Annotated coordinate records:
***
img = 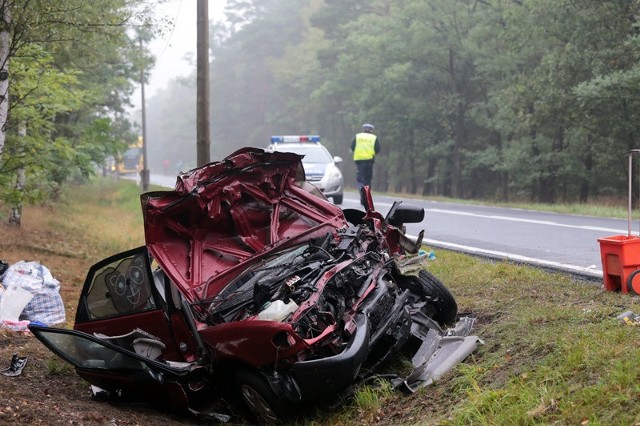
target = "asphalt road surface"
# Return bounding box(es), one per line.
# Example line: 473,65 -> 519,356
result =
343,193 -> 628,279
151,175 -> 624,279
***
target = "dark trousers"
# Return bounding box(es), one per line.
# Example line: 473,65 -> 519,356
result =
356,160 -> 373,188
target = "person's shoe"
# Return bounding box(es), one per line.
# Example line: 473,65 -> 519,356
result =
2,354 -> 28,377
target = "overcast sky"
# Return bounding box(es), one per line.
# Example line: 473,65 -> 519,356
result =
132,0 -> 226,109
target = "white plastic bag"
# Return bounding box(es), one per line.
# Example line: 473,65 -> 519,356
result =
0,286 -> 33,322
***
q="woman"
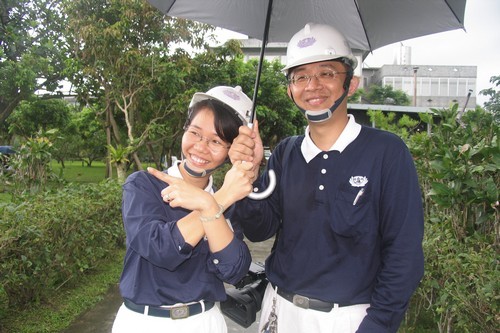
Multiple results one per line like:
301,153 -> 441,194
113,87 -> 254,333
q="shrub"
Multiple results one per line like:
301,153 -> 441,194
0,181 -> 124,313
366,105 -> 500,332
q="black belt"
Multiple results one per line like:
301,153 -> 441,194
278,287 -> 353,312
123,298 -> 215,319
***
What the task requires: Pick out each line in the rows above that contains the word "target" and copy those lines unchanged.

Written answer:
target = "asphalt road surface"
target = "dark trousers"
target = "person's shoe"
target = "overcast sky"
target = "white plastic bag"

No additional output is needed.